**Extract provided:**
____________
TypeThoughts Blog by Pratyush

Fingerprinting names

We source many public documents with “names”. The problem with names is that we can write a simple name like MAPL Industries Limited in many different ways:

- M A P L Industries Limited
- MAPL Industries Ltd
- M.A.P.L Industries Ltd
- MAPL Ind. Ltd.

These all should be treated as a same person. We created a fingerprinting algorithm to generate a same string for all the above inputs. This fingerprinting makes it easy to store, search and match these names in database.

It handles:
- abbreviations such as Ind, dev and corp
- common suffixes and prefixes such as Mr, Mrs and Ms

Code is given below.

Update
There are some good algorithms for fuzzy comparison. However, these compute the similarity in real time. We needed a way to do such searches at database level. Santhosh's soundex library for Indian languages is a wonderful way. We didn't use it because we needed exact searches and didn't want any false positives.
import re


NON_WORD = re.compile(r"[\W]+")


def get_fingerprint(name):
    """
    Strips non-alphanumeric characters and common prefixes and suffixes
    Motilal Oswal Services -> motilaloswalservices
    Motilal Oswal -> motilaloswal
    """
____________
**Work to do:**
According to the blog post on fingerprinting names, why was Santhosh's soundex library not used?

(Dataset rows)
____________
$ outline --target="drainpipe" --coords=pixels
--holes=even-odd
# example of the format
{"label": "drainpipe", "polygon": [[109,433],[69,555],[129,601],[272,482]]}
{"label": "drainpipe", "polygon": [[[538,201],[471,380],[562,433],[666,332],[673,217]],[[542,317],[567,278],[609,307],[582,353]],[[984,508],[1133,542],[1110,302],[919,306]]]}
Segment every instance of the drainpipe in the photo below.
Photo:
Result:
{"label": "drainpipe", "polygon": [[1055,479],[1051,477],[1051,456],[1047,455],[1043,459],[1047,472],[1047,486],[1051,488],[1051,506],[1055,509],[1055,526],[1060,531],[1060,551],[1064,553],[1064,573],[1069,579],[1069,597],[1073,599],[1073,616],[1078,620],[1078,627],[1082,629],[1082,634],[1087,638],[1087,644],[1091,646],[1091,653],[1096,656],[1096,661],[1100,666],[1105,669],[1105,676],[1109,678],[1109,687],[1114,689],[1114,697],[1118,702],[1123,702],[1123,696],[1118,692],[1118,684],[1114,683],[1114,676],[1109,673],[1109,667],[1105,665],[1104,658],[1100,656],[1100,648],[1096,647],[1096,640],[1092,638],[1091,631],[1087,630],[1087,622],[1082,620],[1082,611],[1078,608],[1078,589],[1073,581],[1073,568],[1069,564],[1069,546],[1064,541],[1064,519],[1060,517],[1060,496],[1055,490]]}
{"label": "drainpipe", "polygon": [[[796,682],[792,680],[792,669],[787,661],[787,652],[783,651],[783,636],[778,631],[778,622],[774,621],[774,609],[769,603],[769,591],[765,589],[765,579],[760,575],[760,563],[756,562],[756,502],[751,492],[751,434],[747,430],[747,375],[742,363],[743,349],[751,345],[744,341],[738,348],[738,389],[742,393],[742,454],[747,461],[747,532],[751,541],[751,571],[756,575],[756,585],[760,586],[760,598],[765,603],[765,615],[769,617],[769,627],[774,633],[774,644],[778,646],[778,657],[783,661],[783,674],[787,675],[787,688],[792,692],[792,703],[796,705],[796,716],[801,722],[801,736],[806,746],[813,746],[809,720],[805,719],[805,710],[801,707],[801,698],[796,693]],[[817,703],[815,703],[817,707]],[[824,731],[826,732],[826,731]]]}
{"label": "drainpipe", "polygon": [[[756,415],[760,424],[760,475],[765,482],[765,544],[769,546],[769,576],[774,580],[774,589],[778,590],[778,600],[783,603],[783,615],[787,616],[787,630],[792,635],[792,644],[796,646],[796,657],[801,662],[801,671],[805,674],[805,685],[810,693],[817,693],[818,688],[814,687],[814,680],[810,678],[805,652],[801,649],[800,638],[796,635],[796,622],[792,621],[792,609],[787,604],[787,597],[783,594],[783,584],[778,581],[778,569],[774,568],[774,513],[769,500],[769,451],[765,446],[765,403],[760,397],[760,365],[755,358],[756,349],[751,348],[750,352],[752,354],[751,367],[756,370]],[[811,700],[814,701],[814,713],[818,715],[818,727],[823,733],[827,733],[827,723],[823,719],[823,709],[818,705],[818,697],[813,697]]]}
____________
**Output for this exercise:**
They needed exact searches and didn't want any false positives.